#### [PASSAGE PROVIDED]
-- BEGIN --
Monday, September 19, 2011

Today is better

After such a horrific week, I think the fire is smoldering out and I couldn't be happier about that! 

Over the weekend fights broke out between Ash and Daddy again, but this time it was not at all pretty and not at all good.  Ash finally just broke to pieces, cried for hours (which she hasn't done since the break-up) and just let everything out...anger, hurt, guilt, and pain.  I watched over her all night because she was saying how she just wanted to not be here anymore, and the far away look in her eyes told me to be cautious with this.  I kept telling her yes life sucks right now, but I promise it will get better.  You are at the bottom, and the only place left to go is up.

Next day she stayed in her room for most of the day, and I told her she needs to apologize to her father for saying such hurtful things.  I have never seen him so broken hearted and it tore me apart!  I told her that he is not Cliff and would NEVER be Cliff.  She lashed out at her daddy because she couldn't do it to the one it was meant for.  I don't know if hubby understands that it wasn't at him, but when she finally did come out and apologized, they were tight as ever and that just made me so damn happy!
-- END --
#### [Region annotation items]
-- BEGIN --
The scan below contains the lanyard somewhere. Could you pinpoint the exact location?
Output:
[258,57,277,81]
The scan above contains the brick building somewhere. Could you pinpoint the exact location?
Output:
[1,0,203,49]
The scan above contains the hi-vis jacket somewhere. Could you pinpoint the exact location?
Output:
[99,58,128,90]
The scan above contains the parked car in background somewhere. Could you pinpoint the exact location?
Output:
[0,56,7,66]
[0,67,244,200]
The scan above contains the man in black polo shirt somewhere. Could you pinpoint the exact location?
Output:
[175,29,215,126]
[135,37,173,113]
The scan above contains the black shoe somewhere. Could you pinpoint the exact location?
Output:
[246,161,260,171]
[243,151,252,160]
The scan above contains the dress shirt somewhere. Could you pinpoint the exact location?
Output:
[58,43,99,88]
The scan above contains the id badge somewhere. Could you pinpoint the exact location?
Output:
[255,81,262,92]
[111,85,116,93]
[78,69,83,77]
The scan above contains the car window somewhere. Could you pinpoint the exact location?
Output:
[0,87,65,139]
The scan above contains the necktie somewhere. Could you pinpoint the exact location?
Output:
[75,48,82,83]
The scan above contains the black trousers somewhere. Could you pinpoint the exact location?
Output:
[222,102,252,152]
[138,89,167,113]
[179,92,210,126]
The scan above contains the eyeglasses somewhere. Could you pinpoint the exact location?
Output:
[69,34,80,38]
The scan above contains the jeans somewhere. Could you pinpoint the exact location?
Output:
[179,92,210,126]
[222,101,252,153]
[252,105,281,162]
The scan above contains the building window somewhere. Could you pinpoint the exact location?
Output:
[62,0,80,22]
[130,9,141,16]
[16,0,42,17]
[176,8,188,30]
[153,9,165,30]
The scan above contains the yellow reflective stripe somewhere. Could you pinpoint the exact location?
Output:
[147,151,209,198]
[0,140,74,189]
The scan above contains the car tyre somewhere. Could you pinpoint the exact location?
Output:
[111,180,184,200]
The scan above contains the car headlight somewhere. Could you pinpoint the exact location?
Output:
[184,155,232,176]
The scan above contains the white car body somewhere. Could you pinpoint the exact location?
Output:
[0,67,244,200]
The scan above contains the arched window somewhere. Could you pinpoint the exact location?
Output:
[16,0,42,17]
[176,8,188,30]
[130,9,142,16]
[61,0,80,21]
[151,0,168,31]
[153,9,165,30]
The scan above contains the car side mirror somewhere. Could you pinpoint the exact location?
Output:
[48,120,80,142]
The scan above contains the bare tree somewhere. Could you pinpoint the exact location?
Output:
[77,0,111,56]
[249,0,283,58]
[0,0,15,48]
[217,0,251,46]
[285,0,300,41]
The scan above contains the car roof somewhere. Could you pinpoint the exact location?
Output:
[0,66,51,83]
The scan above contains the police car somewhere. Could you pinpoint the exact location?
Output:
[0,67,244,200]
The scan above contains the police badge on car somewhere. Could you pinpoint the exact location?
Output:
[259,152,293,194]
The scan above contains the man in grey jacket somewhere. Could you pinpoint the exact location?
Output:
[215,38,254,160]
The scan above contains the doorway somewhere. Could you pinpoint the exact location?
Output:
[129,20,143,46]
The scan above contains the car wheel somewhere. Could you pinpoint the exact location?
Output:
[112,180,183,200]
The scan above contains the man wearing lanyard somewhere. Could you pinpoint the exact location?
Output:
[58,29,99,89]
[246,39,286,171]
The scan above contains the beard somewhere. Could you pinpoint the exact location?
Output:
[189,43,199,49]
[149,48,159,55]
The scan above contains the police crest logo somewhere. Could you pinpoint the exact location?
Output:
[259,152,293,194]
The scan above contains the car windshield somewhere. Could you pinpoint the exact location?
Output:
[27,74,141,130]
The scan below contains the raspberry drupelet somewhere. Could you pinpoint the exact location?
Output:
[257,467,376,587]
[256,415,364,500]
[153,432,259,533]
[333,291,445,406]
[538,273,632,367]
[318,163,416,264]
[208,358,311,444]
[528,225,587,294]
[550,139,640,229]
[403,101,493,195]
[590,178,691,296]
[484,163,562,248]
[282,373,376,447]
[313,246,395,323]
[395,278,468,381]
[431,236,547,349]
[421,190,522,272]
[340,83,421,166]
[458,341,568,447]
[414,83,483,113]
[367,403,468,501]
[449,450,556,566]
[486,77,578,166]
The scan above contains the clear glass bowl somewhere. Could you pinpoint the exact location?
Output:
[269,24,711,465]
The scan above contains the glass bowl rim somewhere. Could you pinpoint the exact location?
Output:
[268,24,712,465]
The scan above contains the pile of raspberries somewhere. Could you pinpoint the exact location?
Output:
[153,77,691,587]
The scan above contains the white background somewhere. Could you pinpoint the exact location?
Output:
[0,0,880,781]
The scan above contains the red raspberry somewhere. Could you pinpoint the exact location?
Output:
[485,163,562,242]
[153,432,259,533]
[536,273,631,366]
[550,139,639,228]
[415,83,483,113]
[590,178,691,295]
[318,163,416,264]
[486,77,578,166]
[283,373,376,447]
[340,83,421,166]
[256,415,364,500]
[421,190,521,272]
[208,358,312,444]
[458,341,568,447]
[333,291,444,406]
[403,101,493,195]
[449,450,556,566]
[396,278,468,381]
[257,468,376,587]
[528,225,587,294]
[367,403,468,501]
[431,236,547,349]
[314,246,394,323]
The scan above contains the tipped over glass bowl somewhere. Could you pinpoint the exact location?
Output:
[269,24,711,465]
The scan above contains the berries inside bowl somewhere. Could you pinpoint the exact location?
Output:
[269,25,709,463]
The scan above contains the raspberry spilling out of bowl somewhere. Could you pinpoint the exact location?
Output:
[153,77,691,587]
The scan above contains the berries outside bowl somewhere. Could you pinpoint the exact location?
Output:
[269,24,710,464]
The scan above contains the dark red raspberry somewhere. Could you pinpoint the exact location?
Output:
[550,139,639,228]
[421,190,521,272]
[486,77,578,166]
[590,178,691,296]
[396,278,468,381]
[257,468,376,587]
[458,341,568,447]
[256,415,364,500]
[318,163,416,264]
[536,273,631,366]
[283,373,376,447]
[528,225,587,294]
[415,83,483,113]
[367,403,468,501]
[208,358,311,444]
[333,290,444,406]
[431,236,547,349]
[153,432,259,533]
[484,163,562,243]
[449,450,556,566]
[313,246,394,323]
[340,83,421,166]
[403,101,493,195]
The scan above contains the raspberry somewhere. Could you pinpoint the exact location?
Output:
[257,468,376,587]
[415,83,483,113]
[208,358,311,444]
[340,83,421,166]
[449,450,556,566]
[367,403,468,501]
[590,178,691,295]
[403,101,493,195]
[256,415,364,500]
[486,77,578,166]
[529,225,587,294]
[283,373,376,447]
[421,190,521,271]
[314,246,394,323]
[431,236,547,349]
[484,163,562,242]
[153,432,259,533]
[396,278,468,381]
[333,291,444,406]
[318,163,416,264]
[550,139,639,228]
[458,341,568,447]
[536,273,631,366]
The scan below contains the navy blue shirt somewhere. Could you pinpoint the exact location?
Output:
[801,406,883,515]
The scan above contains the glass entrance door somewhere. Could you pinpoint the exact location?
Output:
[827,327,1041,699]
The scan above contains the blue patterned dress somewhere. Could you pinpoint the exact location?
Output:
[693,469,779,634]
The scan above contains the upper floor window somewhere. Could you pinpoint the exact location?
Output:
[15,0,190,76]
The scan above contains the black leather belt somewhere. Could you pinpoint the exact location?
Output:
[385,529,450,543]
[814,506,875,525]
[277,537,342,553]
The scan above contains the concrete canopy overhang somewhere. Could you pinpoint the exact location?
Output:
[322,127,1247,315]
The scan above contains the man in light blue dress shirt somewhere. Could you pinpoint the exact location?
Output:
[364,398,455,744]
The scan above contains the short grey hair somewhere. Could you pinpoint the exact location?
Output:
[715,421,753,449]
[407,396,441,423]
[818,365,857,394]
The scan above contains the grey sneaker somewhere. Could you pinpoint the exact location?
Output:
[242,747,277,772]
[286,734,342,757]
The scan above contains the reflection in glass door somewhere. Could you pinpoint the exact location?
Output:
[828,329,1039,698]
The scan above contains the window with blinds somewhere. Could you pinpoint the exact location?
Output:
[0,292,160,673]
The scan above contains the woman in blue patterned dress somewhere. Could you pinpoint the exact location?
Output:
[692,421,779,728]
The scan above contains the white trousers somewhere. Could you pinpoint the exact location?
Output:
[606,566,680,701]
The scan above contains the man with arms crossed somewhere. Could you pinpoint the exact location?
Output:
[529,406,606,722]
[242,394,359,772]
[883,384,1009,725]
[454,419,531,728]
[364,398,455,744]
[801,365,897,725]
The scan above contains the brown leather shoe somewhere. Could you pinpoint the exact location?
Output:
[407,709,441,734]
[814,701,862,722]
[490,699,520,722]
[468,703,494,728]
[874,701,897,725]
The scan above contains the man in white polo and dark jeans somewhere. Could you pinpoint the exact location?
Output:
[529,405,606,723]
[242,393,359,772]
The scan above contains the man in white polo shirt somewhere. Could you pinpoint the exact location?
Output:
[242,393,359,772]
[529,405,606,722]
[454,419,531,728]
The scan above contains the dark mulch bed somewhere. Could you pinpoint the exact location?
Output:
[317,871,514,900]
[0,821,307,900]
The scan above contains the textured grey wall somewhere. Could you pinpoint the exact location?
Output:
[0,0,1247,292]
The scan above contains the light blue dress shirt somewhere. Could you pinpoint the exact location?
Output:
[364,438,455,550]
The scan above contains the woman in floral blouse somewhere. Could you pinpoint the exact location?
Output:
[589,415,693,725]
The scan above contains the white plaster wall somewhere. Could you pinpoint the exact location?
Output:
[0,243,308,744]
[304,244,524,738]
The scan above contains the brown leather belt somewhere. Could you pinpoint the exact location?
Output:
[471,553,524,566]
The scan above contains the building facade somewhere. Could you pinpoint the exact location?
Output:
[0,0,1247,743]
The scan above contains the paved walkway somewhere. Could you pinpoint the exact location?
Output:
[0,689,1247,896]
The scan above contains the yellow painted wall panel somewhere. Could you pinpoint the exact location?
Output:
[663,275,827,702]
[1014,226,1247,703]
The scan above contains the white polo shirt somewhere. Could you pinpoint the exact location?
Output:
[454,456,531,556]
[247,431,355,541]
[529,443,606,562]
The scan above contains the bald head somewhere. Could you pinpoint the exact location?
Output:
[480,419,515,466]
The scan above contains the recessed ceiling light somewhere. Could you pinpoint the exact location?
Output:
-- END --
#### [WORK TO COMPLETE]
a: In the blog post, whom did the writer say Ash's father would never be?
b: Retype the stretch of the blog post from "Today is better" through "to go is up.".
c: Carry on the blog post past its final sentence.
The items have no role here.

#### [RESPONSES BY TASK]
a: Cliff.

b:
Today is better

After such a horrific week, I think the fire is smoldering out and I couldn't be happier about that! 

Over the weekend fights broke out between Ash and Daddy again, but this time it was not at all pretty and not at all good.  Ash finally just broke to pieces, cried for hours (which she hasn't done since the break-up) and just let everything out...anger, hurt, guilt, and pain.  I watched over her all night because she was saying how she just wanted to not be here anymore, and the far away look in her eyes told me to be cautious with this.  I kept telling her yes life sucks right now, but I promise it will get better.  You are at the bottom, and the only place left to go is up.

c:
On top of all this, I got sick.  My body doesn't take this kind of stress very well.  I bottle stuff up, but my body has a way of getting it out one way or the other.  I'm finally getting over the hump and then all will be whole once again :)

Life sometimes sucks, but with friends and family who love you, it doesn't suck for long.
thank you guys for being there!!

7 comments:

Maggie said...

Sorry, things were stressful lately. I am glad Ashley finally got it out, but sorry it was towards her dad. :( Hope you start feeling better soon. Prayers for Ashley that she continues, to move forward from this awful break up and finds her happiness again. {{Hugs}}

Brit-Man said...

Well I don't think I really need to say much else, except that you WILL get through this, all of you, because you always had a massive underlying current of support, solidity and human nature to underpin the foundations of your domestic setup and almost nothing will break you apart.

Keep believing and GOOD LUCK.

:-) :-).

Matt

Jennifer said...

What a scary and stressful week, no wonder you are sick! You are working overtime on the wife and mother job for sure! Make sure you take a moment to take care of you too!

Hayley said...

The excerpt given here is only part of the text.